======== Supplied information ========
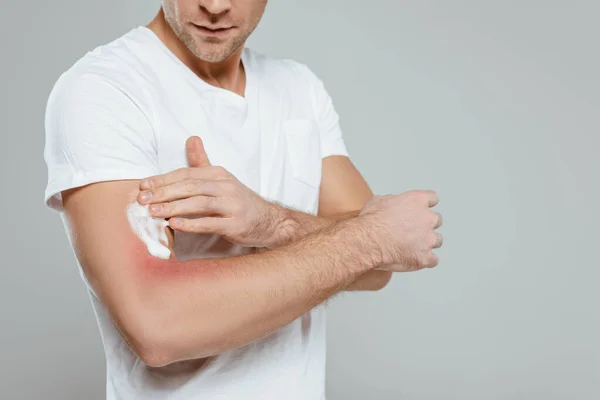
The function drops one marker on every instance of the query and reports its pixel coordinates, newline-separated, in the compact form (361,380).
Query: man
(243,155)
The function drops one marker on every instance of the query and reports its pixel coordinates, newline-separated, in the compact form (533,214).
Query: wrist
(281,228)
(374,250)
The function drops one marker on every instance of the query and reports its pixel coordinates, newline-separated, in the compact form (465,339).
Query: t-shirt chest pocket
(303,163)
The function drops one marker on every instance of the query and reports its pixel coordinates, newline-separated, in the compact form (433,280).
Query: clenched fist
(403,229)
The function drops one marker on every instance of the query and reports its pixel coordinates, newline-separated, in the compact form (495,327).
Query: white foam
(149,229)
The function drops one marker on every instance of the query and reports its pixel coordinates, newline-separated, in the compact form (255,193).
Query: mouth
(214,31)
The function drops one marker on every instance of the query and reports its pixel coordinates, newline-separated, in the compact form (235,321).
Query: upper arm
(99,144)
(343,188)
(110,254)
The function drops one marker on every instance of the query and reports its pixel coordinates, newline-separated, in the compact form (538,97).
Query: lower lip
(214,33)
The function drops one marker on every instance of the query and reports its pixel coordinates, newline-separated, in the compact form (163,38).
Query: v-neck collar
(248,89)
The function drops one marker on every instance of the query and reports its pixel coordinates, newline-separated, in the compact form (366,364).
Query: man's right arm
(170,310)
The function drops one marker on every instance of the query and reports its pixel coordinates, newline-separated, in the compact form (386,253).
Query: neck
(228,74)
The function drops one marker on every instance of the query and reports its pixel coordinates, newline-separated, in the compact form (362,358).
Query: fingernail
(147,184)
(145,196)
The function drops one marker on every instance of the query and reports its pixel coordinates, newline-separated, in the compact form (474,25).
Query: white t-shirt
(124,111)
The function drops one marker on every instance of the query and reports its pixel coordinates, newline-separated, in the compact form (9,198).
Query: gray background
(493,104)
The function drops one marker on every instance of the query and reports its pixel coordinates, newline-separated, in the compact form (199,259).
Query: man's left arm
(343,194)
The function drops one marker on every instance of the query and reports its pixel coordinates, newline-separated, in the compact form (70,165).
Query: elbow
(143,339)
(383,278)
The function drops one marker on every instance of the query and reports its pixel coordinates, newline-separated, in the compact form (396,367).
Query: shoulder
(105,72)
(286,71)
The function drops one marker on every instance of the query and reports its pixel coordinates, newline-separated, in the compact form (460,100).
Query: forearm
(296,225)
(199,308)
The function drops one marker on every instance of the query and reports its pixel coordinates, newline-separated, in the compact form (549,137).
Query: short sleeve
(95,131)
(332,141)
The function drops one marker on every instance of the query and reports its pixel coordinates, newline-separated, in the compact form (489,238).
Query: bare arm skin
(256,222)
(343,193)
(169,310)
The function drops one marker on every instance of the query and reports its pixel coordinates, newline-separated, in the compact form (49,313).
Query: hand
(403,229)
(227,207)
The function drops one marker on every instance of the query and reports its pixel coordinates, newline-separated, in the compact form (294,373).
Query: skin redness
(150,230)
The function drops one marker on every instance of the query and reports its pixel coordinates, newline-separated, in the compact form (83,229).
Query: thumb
(195,152)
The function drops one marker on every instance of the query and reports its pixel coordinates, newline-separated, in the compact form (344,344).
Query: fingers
(438,220)
(197,205)
(196,154)
(184,174)
(433,198)
(181,190)
(199,225)
(439,241)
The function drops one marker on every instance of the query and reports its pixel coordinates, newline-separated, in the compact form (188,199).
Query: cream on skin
(149,229)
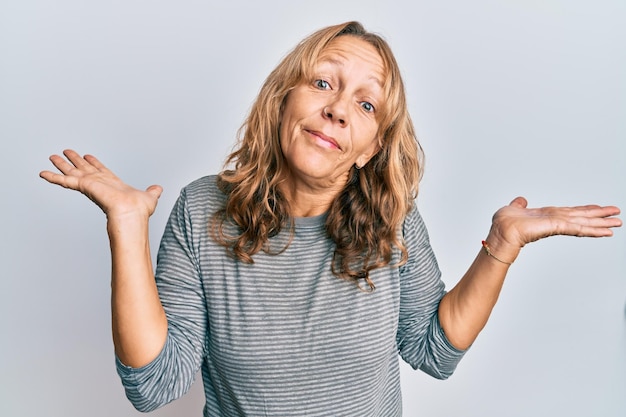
========
Rewrite all of the data above with each "compact form" changed to "short form" and every other line left unchanged. Omit the pictures.

Expected answer:
The function drops one marker on every instance of the query and reports its pixel coordinates, newline-separated, in the short form (361,380).
Query: man
(243,155)
The function drops one marker on every instance of the query and reports its pixel coordinates, newline-separated, in the short form (533,214).
Query: wrist
(281,228)
(374,250)
The function drops one marker on every instance of the query and reports its pixel coordinates, newline-separated, in the short form (465,339).
Query: t-shirt chest pocket
(303,163)
The function drops one marker on every instance of the query and reports its pixel coordinates, newline-separated, in the short form (433,280).
Query: clenched fist
(403,229)
The function drops one marker on every instance of the query and reports its pixel coordinates, newline-separated, in the short form (495,327).
Query: white foam
(149,229)
The function drops one marker on every instance of the query and reports its pixel coordinates, newline-separated, in the short form (255,193).
Query: mouth
(214,31)
The function drops one marker on every instance of the query and reports its pixel coordinates, newline-separated, in the short form (235,321).
Query: upper arm
(99,144)
(343,188)
(110,254)
The function drops one marker on every instance of the query and reports its pixel coordinates, newline-separated, in the short form (538,97).
Query: lower lip
(214,33)
The function drops one marker on every instance of the query and reports its pixel coordinates, newline-separated, in the short form (163,38).
Query: v-neck collar
(248,89)
The function drops one marker on every instance of the query and reports its pixel coordinates, newline-separated, in the short form (366,364).
Query: man's right arm
(170,310)
The function drops one marker on every instance of the query and reports its pixel coordinates, newline-separated, in the short form (386,253).
Query: neck
(228,74)
The function drops one marker on every instance of the query and reports its pixel coordinates, newline-separated, in the short form (362,358).
Query: fingernail
(147,184)
(145,196)
The function drops one marker on every instance of the query and reports its pixel coordinates, newline-separated, in the short form (474,25).
Query: white t-shirt
(124,111)
The function drops one marker on every instance of the query and reports its pixel coordinates, newline-separated, in the short form (9,198).
Query: gray background
(493,104)
The function drops one marker on every instance of the query and reports its pixel coordinates, newline-separated, in the short form (199,259).
Query: man's left arm
(343,194)
The function drops one marker on every instance of the query and reports its pixel coordinates, newline-separated, in the short form (70,165).
Query: elbow
(143,339)
(383,278)
The function drops one marker on every instance of the query and reports its pixel coordinates, newline-separated, in the short form (396,367).
Query: shoulder
(105,72)
(286,71)
The function drops one marker on every instance of the query and reports its pixel coordinates, newline-separated, in the short form (460,100).
Query: forearm
(296,225)
(199,308)
The function drops one marker on every instance of the query and reports its pixel coordinates, newline-separated, in the short form (549,137).
Query: short sleeve
(95,131)
(332,141)
The function drops one marker on every instance of the query and reports its pixel coordinates, newline-separated, in the short form (489,238).
Query: bare arm skin
(256,222)
(343,193)
(169,310)
The function drops one marker on every instance of the query and reports its pixel coordinates, newline-separated, in the short form (49,313).
Query: hand
(403,229)
(227,207)
The function drops one marker on every instance of the query and reports its pixel coordinates, newline-separated, in the short form (294,373).
Query: skin redness
(150,230)
The function drops one marker on every instance of the query and reports its pixel coordinates, newline-separated, in the short form (83,229).
Query: thumb
(195,152)
The function drops one marker on every instance of the query and reports its pixel coordinates, newline-separated, in the short form (344,344).
Query: fingers
(438,220)
(197,205)
(196,154)
(184,174)
(433,198)
(181,190)
(199,225)
(439,241)
The function drops one marker on every instance of the query and reports its pixel coordinates, newline-separated, in the short form (188,199).
Query: cream on skin
(149,229)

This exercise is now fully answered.